Listing:
===

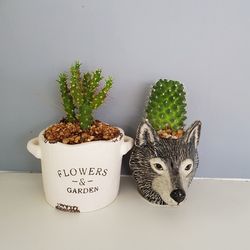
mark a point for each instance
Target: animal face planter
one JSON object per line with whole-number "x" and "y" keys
{"x": 164, "y": 158}
{"x": 163, "y": 168}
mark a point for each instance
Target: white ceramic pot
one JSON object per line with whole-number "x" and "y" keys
{"x": 81, "y": 177}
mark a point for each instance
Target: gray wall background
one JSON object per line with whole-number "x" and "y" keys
{"x": 205, "y": 44}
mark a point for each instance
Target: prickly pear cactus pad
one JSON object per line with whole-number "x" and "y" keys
{"x": 164, "y": 158}
{"x": 167, "y": 105}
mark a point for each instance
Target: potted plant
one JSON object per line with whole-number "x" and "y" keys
{"x": 81, "y": 157}
{"x": 164, "y": 158}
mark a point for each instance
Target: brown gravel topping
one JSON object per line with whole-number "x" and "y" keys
{"x": 71, "y": 133}
{"x": 168, "y": 133}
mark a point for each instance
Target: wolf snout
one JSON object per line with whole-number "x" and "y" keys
{"x": 178, "y": 195}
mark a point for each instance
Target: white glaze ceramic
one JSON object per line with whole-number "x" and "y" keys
{"x": 81, "y": 177}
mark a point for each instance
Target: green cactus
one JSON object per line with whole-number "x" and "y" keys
{"x": 167, "y": 105}
{"x": 80, "y": 96}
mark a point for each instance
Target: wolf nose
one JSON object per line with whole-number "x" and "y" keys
{"x": 178, "y": 195}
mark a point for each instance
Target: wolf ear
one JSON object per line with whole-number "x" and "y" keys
{"x": 145, "y": 134}
{"x": 193, "y": 133}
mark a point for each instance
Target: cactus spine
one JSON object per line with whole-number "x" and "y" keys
{"x": 80, "y": 96}
{"x": 167, "y": 105}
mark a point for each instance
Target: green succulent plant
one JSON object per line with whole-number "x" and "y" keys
{"x": 167, "y": 105}
{"x": 80, "y": 95}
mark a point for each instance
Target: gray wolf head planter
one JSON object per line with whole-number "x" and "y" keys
{"x": 163, "y": 168}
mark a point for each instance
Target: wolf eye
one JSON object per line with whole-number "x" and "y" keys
{"x": 188, "y": 167}
{"x": 158, "y": 166}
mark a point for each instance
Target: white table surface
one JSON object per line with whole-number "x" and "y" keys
{"x": 215, "y": 216}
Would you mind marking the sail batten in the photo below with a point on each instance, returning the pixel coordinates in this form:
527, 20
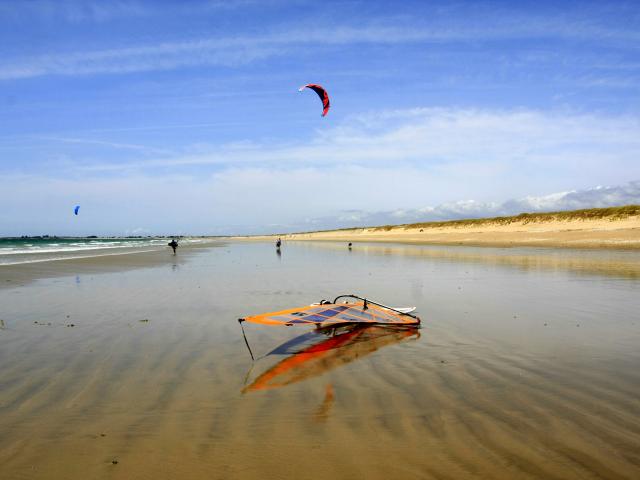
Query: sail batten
331, 313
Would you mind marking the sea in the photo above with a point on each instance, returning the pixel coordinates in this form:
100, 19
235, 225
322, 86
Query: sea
19, 250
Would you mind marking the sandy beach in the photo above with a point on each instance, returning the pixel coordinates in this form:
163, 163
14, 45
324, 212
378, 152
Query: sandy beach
134, 366
616, 233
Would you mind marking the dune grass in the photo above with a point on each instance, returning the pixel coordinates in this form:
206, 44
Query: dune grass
610, 213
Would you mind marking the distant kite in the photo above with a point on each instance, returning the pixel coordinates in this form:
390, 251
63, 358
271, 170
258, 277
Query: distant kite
322, 93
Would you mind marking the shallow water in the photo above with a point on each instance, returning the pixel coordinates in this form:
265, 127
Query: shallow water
526, 367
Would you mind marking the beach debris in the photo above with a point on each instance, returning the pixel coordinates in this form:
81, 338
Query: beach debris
322, 93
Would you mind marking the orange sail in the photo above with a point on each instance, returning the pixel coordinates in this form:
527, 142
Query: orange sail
337, 346
336, 313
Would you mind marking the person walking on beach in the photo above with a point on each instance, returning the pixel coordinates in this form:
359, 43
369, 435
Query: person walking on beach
173, 244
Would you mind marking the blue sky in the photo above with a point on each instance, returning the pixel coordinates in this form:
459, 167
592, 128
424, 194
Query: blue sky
184, 117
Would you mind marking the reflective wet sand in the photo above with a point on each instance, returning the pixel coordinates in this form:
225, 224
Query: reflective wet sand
526, 367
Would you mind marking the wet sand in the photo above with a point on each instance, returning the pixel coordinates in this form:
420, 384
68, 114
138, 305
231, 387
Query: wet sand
526, 367
614, 233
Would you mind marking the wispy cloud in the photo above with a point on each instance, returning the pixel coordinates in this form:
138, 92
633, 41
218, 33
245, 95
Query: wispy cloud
442, 141
242, 49
73, 11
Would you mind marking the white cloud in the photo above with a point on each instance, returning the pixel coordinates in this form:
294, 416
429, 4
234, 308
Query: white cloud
387, 162
596, 197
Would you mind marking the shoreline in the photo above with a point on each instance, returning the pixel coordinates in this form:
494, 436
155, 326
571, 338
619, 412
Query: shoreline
19, 274
599, 233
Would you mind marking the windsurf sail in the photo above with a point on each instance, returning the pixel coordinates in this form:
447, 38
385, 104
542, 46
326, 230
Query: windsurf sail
361, 311
314, 353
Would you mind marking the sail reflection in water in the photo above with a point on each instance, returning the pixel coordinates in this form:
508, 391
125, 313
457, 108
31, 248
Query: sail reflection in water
324, 349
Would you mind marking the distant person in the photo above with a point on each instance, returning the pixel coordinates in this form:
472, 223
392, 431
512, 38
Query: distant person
173, 244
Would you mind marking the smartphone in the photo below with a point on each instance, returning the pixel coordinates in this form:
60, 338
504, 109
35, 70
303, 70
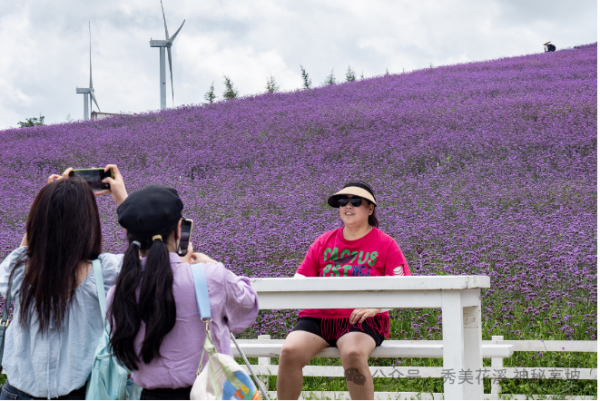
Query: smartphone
186, 232
94, 177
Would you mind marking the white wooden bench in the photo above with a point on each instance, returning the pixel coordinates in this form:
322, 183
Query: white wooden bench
497, 349
458, 296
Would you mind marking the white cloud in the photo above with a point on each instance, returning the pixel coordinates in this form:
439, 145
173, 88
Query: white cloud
45, 44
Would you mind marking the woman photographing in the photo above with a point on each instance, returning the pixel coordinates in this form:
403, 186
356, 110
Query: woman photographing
49, 346
156, 328
358, 249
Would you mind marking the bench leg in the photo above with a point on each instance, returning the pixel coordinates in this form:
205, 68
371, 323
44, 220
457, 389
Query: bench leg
473, 355
496, 365
453, 335
264, 339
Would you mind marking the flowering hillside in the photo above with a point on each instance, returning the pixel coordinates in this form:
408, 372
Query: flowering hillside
488, 167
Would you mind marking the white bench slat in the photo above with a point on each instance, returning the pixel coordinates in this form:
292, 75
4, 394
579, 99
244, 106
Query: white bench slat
388, 349
380, 395
553, 346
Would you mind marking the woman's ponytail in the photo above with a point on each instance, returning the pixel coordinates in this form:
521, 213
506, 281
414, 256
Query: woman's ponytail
125, 319
157, 304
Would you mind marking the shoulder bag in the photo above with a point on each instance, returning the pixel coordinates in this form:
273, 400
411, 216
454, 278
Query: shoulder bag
221, 378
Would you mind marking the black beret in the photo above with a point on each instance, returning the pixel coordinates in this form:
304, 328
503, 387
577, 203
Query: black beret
150, 210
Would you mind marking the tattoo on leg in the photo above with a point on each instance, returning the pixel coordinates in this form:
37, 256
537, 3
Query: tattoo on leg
354, 376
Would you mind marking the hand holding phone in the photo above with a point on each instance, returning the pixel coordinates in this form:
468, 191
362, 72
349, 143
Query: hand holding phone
95, 177
116, 184
186, 233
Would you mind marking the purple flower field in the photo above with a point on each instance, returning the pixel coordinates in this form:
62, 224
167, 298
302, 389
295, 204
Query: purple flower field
489, 168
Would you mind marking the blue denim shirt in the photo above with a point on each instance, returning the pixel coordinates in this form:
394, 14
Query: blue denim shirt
56, 364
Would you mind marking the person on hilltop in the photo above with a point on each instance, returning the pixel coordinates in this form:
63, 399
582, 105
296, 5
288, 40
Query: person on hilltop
156, 328
358, 249
49, 346
549, 47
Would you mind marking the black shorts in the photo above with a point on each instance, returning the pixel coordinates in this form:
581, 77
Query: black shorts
313, 325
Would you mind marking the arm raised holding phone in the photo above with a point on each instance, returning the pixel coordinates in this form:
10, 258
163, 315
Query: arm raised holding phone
112, 180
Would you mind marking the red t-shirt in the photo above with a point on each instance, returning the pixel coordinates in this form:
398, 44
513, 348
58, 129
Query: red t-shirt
375, 254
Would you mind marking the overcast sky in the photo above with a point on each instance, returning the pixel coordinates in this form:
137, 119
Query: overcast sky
45, 45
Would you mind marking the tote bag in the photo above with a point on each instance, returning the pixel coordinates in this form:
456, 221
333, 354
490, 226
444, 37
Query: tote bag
221, 378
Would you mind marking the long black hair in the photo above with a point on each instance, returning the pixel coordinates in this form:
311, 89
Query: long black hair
155, 305
63, 229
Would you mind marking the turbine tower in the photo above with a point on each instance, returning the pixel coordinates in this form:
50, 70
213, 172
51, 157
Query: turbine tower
162, 44
88, 91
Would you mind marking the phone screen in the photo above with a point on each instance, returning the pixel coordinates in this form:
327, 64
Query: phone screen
186, 232
94, 177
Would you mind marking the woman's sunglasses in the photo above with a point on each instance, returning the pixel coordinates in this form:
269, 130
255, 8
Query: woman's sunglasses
356, 201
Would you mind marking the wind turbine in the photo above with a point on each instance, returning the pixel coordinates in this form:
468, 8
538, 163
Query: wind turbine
88, 91
162, 44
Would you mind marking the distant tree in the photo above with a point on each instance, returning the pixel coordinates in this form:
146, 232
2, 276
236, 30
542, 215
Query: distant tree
330, 79
210, 95
230, 92
306, 81
32, 122
350, 75
271, 85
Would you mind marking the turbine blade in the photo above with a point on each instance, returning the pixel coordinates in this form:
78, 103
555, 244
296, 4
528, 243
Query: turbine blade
173, 37
171, 71
94, 99
165, 20
90, 29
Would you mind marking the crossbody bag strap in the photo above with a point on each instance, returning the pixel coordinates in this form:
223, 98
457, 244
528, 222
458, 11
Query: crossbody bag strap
4, 322
201, 292
100, 287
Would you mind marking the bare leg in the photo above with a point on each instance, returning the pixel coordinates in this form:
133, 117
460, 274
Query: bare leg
297, 351
355, 349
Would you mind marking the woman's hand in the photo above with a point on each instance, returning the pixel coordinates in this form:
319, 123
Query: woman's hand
55, 177
117, 185
359, 315
201, 258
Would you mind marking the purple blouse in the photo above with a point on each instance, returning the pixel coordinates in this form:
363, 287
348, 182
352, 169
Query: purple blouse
233, 305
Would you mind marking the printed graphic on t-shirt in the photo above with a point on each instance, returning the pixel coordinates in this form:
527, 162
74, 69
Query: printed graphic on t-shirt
348, 263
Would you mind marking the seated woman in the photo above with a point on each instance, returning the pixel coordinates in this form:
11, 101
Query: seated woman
358, 249
49, 347
156, 327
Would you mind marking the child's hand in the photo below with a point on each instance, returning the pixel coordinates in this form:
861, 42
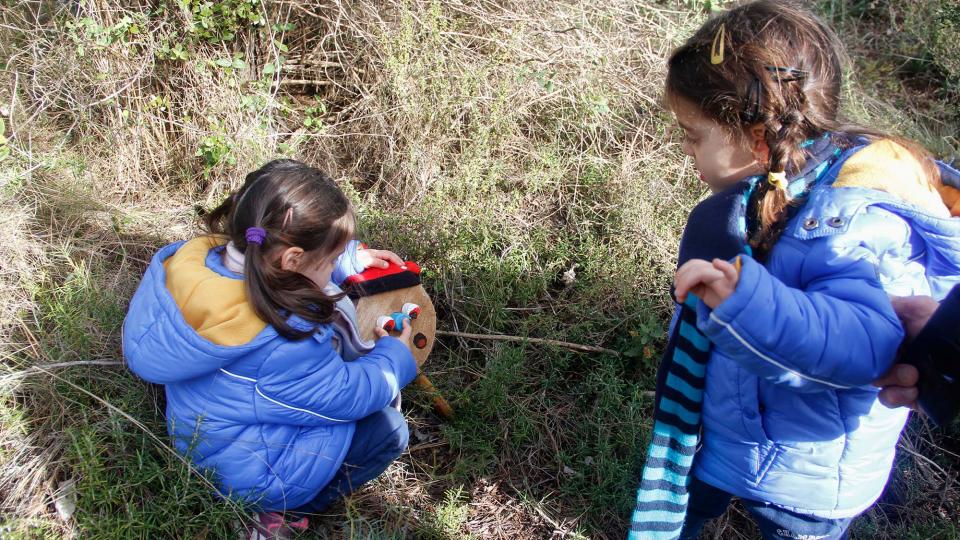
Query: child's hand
899, 386
711, 282
378, 258
404, 334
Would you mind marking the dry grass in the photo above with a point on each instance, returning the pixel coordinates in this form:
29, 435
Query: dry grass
499, 143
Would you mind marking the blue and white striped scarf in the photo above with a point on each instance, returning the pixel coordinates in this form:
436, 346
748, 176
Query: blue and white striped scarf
716, 228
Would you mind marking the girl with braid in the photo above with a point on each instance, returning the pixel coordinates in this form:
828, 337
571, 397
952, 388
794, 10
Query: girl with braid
246, 326
784, 278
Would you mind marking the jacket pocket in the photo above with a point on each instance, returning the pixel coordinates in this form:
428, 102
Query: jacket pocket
766, 455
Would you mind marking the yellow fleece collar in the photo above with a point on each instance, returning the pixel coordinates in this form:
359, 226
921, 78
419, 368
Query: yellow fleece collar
215, 306
887, 166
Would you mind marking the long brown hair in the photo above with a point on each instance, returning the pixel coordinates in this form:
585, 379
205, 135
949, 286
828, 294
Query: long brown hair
297, 205
782, 68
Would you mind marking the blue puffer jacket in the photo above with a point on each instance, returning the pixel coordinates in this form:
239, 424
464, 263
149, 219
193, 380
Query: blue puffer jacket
789, 414
271, 417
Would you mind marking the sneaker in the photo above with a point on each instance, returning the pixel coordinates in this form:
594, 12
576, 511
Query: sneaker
273, 526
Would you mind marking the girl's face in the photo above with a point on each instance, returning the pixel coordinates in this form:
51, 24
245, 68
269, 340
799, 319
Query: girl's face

===

Exercise aim: Each line from the one containing "Would you mind marking the blue puffer" to the end of the records should be echoed exactly, and no other line.

The result:
Would you mind marking the blue puffer jacket in the photo above with a point on each instance, returning the pixel coordinates in this form:
239, 424
464, 263
149, 219
193, 380
Query: blue puffer jacket
789, 414
271, 417
Would you mind marking the sneaker in the photo above with a point on each instance, returning the pixel coordinates in this form:
594, 12
576, 511
Query: sneaker
273, 526
Would you mind marking the girl's face in the photo above with a point on each instance, returning the pixel coordinates in this form:
51, 24
245, 68
269, 340
799, 319
Query: girl's face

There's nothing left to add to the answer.